> [EXTRAIT FOURNI]:
((

La lyre de Li Shangyin

jin se
Pourquoi la lyre a-t-elle tant de cordes dont
Chacune me rappelle les années en fleurs:
Le rêve à 1’ aube d’être un libre papillon
Et le cœur du coucou qui verse amour et pleurs?
La perle est larme de la lune sur la mer;
Le cristal s’évapore au soleil, disparu.
Comment met-on ces vagues souvenirs en vers?
En vain fait-on la recherche du temps perdu.

Poème chinois

「锦瑟」
锦瑟无端五十弦,一弦一柱思华年。
庄生晓梦迷蝴蝶,望帝春心托杜鹃。
沧海月明珠有泪,蓝田日暖玉生烟。
此情可待成追忆,只是当时已惘然。

李商隐

Explication du poème

Ce poème "La lyre" est l'une des œuvres majeures de Li Shangyin, poète de la dynastie Tang. Bien que sa date de composition reste incertaine, l'ensemble baigne dans une mélancolie profonde et une beauté onirique, généralement interprété comme une méditation sur la fuite du temps et la mémoire amoureuse. Le poète utilise les multiples cordes de la cithare comme métaphore des souvenirs, puis à travers une série d'allusions subtiles, déploie les années disparues, les sentiments tendres et une indicible perplexité. Ni narratif ni directement lyrique, ce poème adopte un symbolisme discontinu pour créer un monde artistique vaporeux, considéré comme un archétype du style "sans titre".

Premier couplet: « 锦瑟无端五十弦,一弦一柱思华年。 »
jǐn sè wú duān wǔ shí xián. yī xián yī zhù sī huá nián.
Pourquoi cette cithare brodée a-t-elle soudain cinquante cordes ?
Chaque corde, chaque chevalet évoque mes belles années.

L'ouverture s'appuie sur l'image de la cithare. Les "cinquante cordes", anormalement nombreuses (une cithare en a habituellement vingt-cinq), deviennent le symbole d'une mélancolie inexplicable. "Chaque corde, chaque chevalet" montre comment chaque note suscite un souvenir, transformant la musique en émotion pure. "Belles années" désigne non seulement la jeunesse, mais aussi les expériences sentimentales. Ce couplet entrelace ouïe, toucher et émotion intime, créant une hallucination où résonances et souvenirs se confondent.

Deuxième couplet: « 庄生晓梦迷蝴蝶,望帝春心托杜鹃。 »
zhuāng shēng xiǎo mèng mí hú dié. wàng dì chūn xīn tuō dù juān.
Zhuangzi au matin rêve qu'il est papillon, incertain du réel ;
L'empereur Wang confie son cœur printanier au coucou sanglant.

Ces deux vers introduisent des allusions philosophiques et émotionnelles : le "rêve du papillon" de Zhuangzi évoque l'illusion de l'existence ; l'empereur Wang, mort transformé en coucou pleurant du sang, symbolise la fidélité éternelle. Un couplet entre rêve et métamorphose, entre perplexité métaphysique et attachement passionné, créant une atmosphère à la fois mystérieuse et profondément émouvante.

Troisième couplet: « 沧海月明珠有泪,蓝田日暖玉生烟。 »
cāng hǎi yuè míng zhū yǒu lèi. lán tián rì nuǎn yù shēng yān.

))

Enregistrements de formes étiquetées:
((

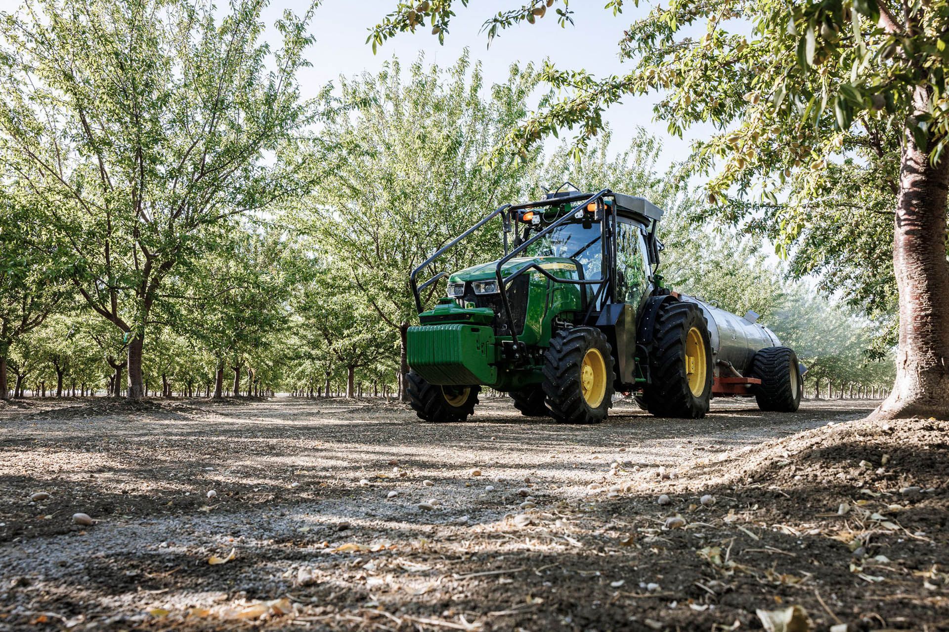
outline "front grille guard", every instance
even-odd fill
[[[510,211],[523,210],[525,208],[536,208],[538,207],[553,207],[553,206],[557,206],[557,205],[561,205],[561,204],[568,204],[568,203],[571,203],[571,202],[578,202],[580,200],[585,200],[583,202],[583,204],[577,205],[577,207],[575,207],[575,208],[586,209],[586,207],[589,206],[590,204],[597,203],[597,206],[600,208],[603,208],[604,211],[605,211],[603,213],[603,215],[601,216],[601,223],[602,223],[602,226],[603,226],[603,230],[602,230],[601,235],[605,236],[605,235],[607,234],[607,231],[606,231],[605,228],[607,227],[607,226],[609,226],[608,225],[608,219],[609,219],[609,217],[607,216],[607,213],[605,212],[605,209],[609,208],[609,207],[607,207],[606,205],[604,205],[604,204],[600,204],[600,202],[605,197],[610,195],[611,193],[612,193],[612,191],[610,190],[604,189],[600,192],[594,193],[593,195],[590,195],[590,196],[587,196],[586,193],[577,194],[577,195],[565,195],[565,196],[562,196],[562,197],[549,198],[549,199],[547,199],[547,200],[538,200],[538,201],[535,201],[535,202],[525,202],[524,204],[518,204],[518,205],[505,204],[503,206],[498,207],[496,209],[494,209],[493,211],[492,211],[491,213],[489,213],[486,217],[484,217],[484,219],[482,219],[480,222],[478,222],[477,224],[475,224],[474,226],[473,226],[471,228],[469,228],[465,232],[461,233],[461,235],[459,235],[458,237],[455,238],[450,243],[448,243],[447,244],[445,244],[444,246],[442,246],[441,248],[439,248],[437,252],[436,252],[434,255],[432,255],[431,257],[429,257],[427,260],[425,260],[425,262],[421,265],[419,265],[419,267],[417,267],[415,270],[412,271],[412,274],[409,276],[409,282],[410,282],[410,284],[412,286],[412,294],[415,297],[416,309],[418,310],[418,313],[421,314],[424,311],[422,309],[422,305],[421,305],[421,294],[420,294],[421,291],[424,290],[425,288],[427,288],[432,283],[437,282],[438,280],[443,279],[443,278],[449,276],[449,274],[447,272],[439,272],[438,274],[435,275],[434,277],[432,277],[431,279],[429,279],[428,280],[426,280],[421,285],[419,285],[419,282],[418,282],[419,273],[421,270],[423,270],[426,267],[428,267],[432,263],[432,262],[434,262],[436,259],[437,259],[438,257],[440,257],[441,255],[443,255],[447,250],[455,247],[455,245],[456,245],[458,244],[458,242],[460,242],[461,240],[463,240],[466,237],[468,237],[469,235],[471,235],[473,232],[474,232],[475,230],[477,230],[478,228],[480,228],[481,226],[483,226],[485,224],[487,224],[488,222],[490,222],[494,217],[497,217],[498,215],[500,215],[502,213],[510,212]],[[615,205],[613,205],[613,207],[615,208]],[[615,211],[613,213],[609,214],[609,216],[614,216],[614,215],[615,215]],[[507,317],[507,320],[508,320],[509,323],[510,322],[513,322],[513,316],[512,316],[512,311],[511,311],[511,301],[508,299],[508,288],[507,288],[507,285],[512,280],[513,280],[514,278],[519,277],[520,275],[524,274],[525,272],[527,272],[529,270],[536,270],[537,272],[541,273],[542,275],[544,275],[545,277],[547,277],[550,280],[554,281],[555,283],[569,283],[571,285],[596,285],[596,284],[599,283],[599,284],[601,284],[601,287],[597,291],[597,295],[599,295],[600,292],[603,290],[604,285],[602,285],[602,284],[606,281],[606,279],[604,278],[602,272],[600,274],[600,279],[561,279],[559,277],[554,277],[552,274],[550,274],[549,272],[548,272],[544,268],[540,267],[540,265],[538,265],[536,262],[531,262],[531,263],[528,263],[527,265],[525,265],[523,267],[518,268],[517,270],[514,270],[512,273],[511,273],[507,277],[505,277],[501,273],[501,269],[504,267],[504,264],[507,263],[512,259],[513,259],[514,256],[516,256],[517,254],[523,252],[528,246],[530,246],[530,244],[534,244],[541,237],[544,237],[545,235],[547,235],[548,233],[549,233],[551,230],[553,230],[554,228],[556,228],[560,225],[566,223],[568,220],[571,219],[572,217],[573,217],[573,213],[572,212],[565,214],[563,217],[559,218],[553,224],[551,224],[550,226],[547,226],[546,228],[544,228],[543,230],[541,230],[540,232],[538,232],[536,235],[534,235],[533,237],[531,237],[528,241],[523,242],[522,244],[519,244],[516,246],[514,246],[514,248],[511,252],[509,252],[504,257],[502,257],[501,259],[498,260],[497,266],[494,269],[494,277],[497,280],[498,292],[500,292],[500,294],[501,294],[501,304],[504,306],[504,314],[505,314],[505,316]],[[509,228],[511,226],[510,217],[509,216],[507,216],[507,215],[503,216],[502,217],[502,221],[504,222],[505,228]],[[606,240],[604,240],[604,244],[606,244]],[[505,245],[507,245],[507,231],[505,231]],[[601,269],[602,270],[608,270],[608,269],[611,269],[611,266],[612,266],[612,260],[611,260],[612,249],[609,248],[609,247],[605,248],[605,253],[606,254],[606,257],[607,257],[607,259],[609,259],[609,261],[605,261],[604,264],[601,266]],[[517,348],[517,334],[514,333],[514,331],[513,331],[512,328],[512,331],[511,331],[511,338],[512,338],[512,343],[513,344],[514,348],[516,349]]]

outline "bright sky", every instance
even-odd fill
[[[504,81],[512,63],[540,64],[546,58],[561,68],[585,68],[599,77],[620,74],[628,66],[618,59],[617,43],[629,23],[644,14],[648,8],[636,9],[628,3],[627,10],[613,17],[612,11],[603,9],[604,4],[602,0],[574,2],[576,25],[568,25],[566,28],[560,27],[556,15],[550,10],[534,25],[522,24],[501,31],[491,48],[487,48],[488,38],[479,32],[481,25],[499,10],[520,5],[520,0],[477,0],[468,9],[458,2],[457,15],[452,21],[445,45],[438,45],[438,39],[430,34],[429,28],[421,28],[416,34],[399,34],[373,55],[371,45],[365,44],[367,29],[395,8],[396,0],[324,0],[313,21],[316,44],[308,49],[313,67],[306,69],[301,77],[304,88],[310,92],[305,96],[315,94],[340,75],[348,77],[375,71],[393,55],[402,62],[411,62],[422,51],[428,63],[450,65],[465,47],[471,49],[473,60],[483,63],[485,81],[489,84]],[[307,6],[307,0],[276,0],[265,17],[272,24],[284,9],[301,14]],[[661,167],[664,168],[684,158],[690,140],[707,136],[712,127],[698,126],[688,130],[684,139],[671,136],[664,123],[653,120],[652,106],[658,99],[656,95],[627,97],[622,104],[610,108],[605,118],[614,133],[615,150],[625,145],[637,126],[645,127],[662,138],[664,150]]]

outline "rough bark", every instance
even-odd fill
[[[214,373],[214,399],[221,399],[224,390],[224,363],[217,363],[217,372]]]
[[[0,354],[0,400],[6,400],[7,394],[7,356]]]
[[[918,87],[918,113],[928,94]],[[873,413],[882,419],[949,419],[949,262],[946,192],[949,156],[933,164],[906,135],[900,167],[893,264],[900,291],[896,380]]]
[[[231,367],[234,370],[234,397],[240,396],[240,365]]]
[[[141,399],[145,396],[145,381],[141,372],[141,350],[143,340],[136,335],[128,343],[128,399]]]

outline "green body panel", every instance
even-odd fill
[[[558,279],[579,279],[577,263],[559,257],[523,257],[508,262],[508,276],[529,263],[537,263]],[[496,262],[481,263],[453,274],[449,282],[494,279]],[[524,330],[517,339],[532,347],[548,347],[554,318],[574,320],[583,310],[581,299],[587,286],[556,283],[536,270],[528,275],[528,304]],[[512,306],[515,309],[514,306]],[[501,346],[511,336],[497,336],[491,328],[494,313],[489,308],[462,307],[451,298],[440,298],[432,310],[419,315],[421,325],[408,331],[408,363],[431,384],[441,386],[490,386],[512,390],[540,384],[539,365],[512,370],[501,360]]]
[[[408,361],[430,384],[474,386],[497,382],[494,334],[485,325],[409,327]]]
[[[516,257],[504,264],[501,274],[507,277],[530,263],[537,263],[558,279],[580,278],[576,262],[562,257]],[[448,282],[493,280],[496,268],[497,262],[473,265],[453,274]],[[530,280],[524,331],[517,335],[517,339],[527,345],[548,347],[550,343],[553,319],[558,316],[563,317],[565,313],[580,312],[583,309],[581,293],[588,291],[586,289],[588,286],[555,283],[536,270],[523,274],[529,275]],[[567,319],[572,320],[572,318]],[[498,336],[497,339],[500,344],[501,340],[510,340],[511,336]]]

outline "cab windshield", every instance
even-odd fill
[[[575,259],[584,268],[585,279],[599,279],[602,271],[603,247],[600,242],[600,223],[582,222],[562,224],[527,248],[530,257],[563,257]],[[530,239],[530,231],[525,239]]]

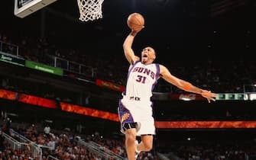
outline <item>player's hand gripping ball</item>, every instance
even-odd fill
[[[127,24],[131,30],[139,31],[144,25],[144,17],[139,13],[132,13],[127,19]]]

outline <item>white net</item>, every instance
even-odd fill
[[[77,0],[82,21],[93,21],[102,18],[102,4],[104,0]]]

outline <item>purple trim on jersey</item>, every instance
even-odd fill
[[[135,65],[136,65],[138,62],[140,62],[140,61],[135,61],[135,62],[134,62],[132,67],[129,69],[129,71],[128,71],[128,74],[127,74],[126,84],[127,84],[128,79],[128,78],[129,78],[129,76],[130,76],[131,71],[134,68]],[[125,95],[126,94],[126,88],[125,88],[125,91],[123,92],[123,94],[124,94]]]
[[[123,104],[121,102],[121,100],[119,100],[118,112],[119,120],[121,123],[121,127],[123,127],[125,123],[134,123],[130,110],[128,110],[123,105]]]
[[[151,88],[151,91],[154,90],[154,87],[156,86],[156,85],[157,84],[157,80],[158,80],[158,77],[159,77],[159,74],[160,74],[160,67],[159,67],[159,64],[158,63],[156,63],[156,68],[157,68],[157,72],[156,72],[156,75],[155,75],[155,82],[152,85],[152,88]]]

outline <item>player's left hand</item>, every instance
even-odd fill
[[[208,100],[208,102],[210,103],[211,101],[215,101],[217,98],[217,94],[212,93],[210,91],[203,90],[201,95],[206,98]]]

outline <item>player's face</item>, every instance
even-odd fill
[[[152,47],[147,46],[141,52],[141,62],[144,64],[150,64],[156,59],[154,50]]]

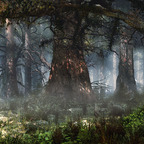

))

> [EXERCICES PROPOSÉS]:
(1) D'après l'explication du poème, pourquoi les « cinquante cordes » du premier couplet deviennent-elles le symbole d'une mélancolie inexplicable ? Répondez en une à trois phrases.
(2) Extrayez des enregistrements le passage qui va de la ligne contenant "outline <item>player's face</item>, every" jusqu'à la fin des enregistrements, ces deux bornes comprises. Omettez les images dans votre réponse.
Le texte et les enregistrements n'ont aucun lien entre eux.

> [RÉPONSES COMPLÈTES]:
(1) Les « cinquante cordes » sont anormalement nombreuses, car une cithare en a habituellement vingt-cinq. Cette anomalie en fait le symbole d'une mélancolie inexplicable.

(2)
outline <item>player's face</item>, every instance
even-odd fill
[[[152,47],[147,46],[141,52],[141,62],[144,64],[150,64],[156,59],[154,50]]]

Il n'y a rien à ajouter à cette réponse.